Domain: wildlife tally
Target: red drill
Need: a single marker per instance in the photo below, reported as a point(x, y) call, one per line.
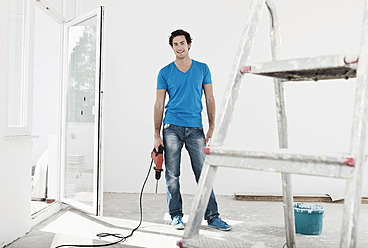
point(158, 159)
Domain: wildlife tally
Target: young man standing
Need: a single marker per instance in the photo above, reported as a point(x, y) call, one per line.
point(184, 80)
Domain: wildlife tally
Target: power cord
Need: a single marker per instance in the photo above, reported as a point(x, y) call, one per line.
point(116, 235)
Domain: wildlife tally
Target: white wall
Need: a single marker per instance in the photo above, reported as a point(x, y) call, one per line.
point(136, 47)
point(15, 157)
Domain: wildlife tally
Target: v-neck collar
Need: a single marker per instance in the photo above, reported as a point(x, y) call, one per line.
point(181, 70)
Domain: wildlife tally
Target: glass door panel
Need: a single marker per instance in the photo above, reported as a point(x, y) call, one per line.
point(82, 113)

★ ★ ★

**THE TASK**
Please give all the items above again, swapping "wildlife tally" for "object tally" and keeping everything else unchanged. Leave the pictures out of your answer.

**REPLY**
Domain: object tally
Target: red drill
Need: a single marker per instance in the photo below, reported as a point(x, y) call, one per line.
point(158, 159)
Domain: object tally
Target: young man standing
Need: a single marker per instance in the photo above, reported as a point(x, y) call, one per line.
point(184, 80)
Domain: object tally
Target: power cord
Need: a single marker per instance in the photo above, reported as a point(x, y) call, one per line.
point(116, 235)
Domain: object tally
Target: white wall
Need: a single marker per instance in the photo above, reported as a point(x, y) call, one per line.
point(136, 47)
point(15, 157)
Domain: object tally
Target: v-neck collar
Need: a single marker per instance in the photo above, reported as a point(x, y) call, one per line.
point(181, 70)
Domain: object tally
Target: glass door panel
Need: a single marker per instance in the photo above, reported as a point(x, y) call, one per line.
point(82, 113)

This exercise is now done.